Exercise description: Scan the records for the line containing "Category: concrete pillar"; extract it and all later lines, verbatim, through the end, and nothing before it.

[[ Extracted records, beginning ]]

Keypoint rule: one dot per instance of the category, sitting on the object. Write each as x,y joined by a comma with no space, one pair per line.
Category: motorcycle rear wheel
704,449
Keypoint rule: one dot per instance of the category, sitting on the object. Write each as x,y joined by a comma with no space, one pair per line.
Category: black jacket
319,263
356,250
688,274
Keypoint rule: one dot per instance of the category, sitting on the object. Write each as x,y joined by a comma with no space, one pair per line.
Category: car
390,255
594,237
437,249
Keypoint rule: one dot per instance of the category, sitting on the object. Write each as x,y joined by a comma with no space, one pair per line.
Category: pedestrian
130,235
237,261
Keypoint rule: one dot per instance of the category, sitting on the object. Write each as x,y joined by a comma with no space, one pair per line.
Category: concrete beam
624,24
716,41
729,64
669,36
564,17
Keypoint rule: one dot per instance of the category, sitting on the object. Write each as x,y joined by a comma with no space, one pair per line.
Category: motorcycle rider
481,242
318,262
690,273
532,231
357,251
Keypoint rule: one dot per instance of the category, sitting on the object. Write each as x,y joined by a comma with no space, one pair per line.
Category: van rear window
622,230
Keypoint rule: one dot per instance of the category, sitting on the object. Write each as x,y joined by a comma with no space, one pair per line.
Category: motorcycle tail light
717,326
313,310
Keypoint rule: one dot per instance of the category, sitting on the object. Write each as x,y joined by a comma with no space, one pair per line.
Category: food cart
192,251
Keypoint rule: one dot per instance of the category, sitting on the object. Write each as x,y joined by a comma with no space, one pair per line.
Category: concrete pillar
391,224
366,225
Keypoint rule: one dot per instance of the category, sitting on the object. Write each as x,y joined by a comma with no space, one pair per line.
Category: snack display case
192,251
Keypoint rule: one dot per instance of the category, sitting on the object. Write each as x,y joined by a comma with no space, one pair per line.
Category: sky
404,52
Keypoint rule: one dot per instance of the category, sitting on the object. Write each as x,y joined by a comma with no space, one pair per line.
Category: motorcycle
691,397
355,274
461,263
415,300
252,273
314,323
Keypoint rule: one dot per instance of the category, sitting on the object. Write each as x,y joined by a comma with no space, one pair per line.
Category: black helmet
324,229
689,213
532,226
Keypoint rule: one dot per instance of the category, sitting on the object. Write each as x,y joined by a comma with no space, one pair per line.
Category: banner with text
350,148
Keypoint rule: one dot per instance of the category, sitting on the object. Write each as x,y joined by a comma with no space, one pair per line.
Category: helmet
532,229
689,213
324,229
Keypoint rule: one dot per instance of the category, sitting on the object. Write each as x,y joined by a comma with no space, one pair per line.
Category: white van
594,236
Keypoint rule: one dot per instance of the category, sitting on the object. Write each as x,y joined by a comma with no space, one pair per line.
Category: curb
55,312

[[ Extracted records, end ]]

Task response:
Category: concrete pillar
391,224
366,225
Keypoint rule: one dot per instance of the category, sitting on the object. Write each as x,y joined by a comma with no space, one pair per line.
Category: snack display case
192,251
Keypoint rule: one dot per instance of the category, sitting on the object. Write each as x,y joined by a comma with no space, one pair per line.
Category: sky
404,52
Keypoint rule: one dot per instance of the category, sitting on the object. Write each as x,y joined by a comma with no space, one pair per line.
Category: motorcycle
691,397
355,274
461,263
415,300
252,273
314,323
Keypoint rule: one dot per instance of the category, sitting on the object. Write each as x,y joined by a comma with no space, one pair per line.
Category: black helmet
324,229
689,213
532,226
Keypoint rule: one dot per instance of the category, sitting on the object. Write each as x,y joined by a comma with no space, one pair per line.
Category: banner with text
350,148
Keypoint rule: one dot per instance of the category, sitting on the object. Write each as x,y joined by a comma with no space, one pair per line.
Category: helmet
532,229
689,213
324,229
Keypoint rule: one dot per instance of the category, sitting on the object. Write each as x,y joined by a comma with no space, one pair per line.
Category: white van
594,236
Keypoint rule: one dot per instance of the category, sitting on the object. Write each as x,y joined by a comma with no space, one pair per line.
Category: curb
55,312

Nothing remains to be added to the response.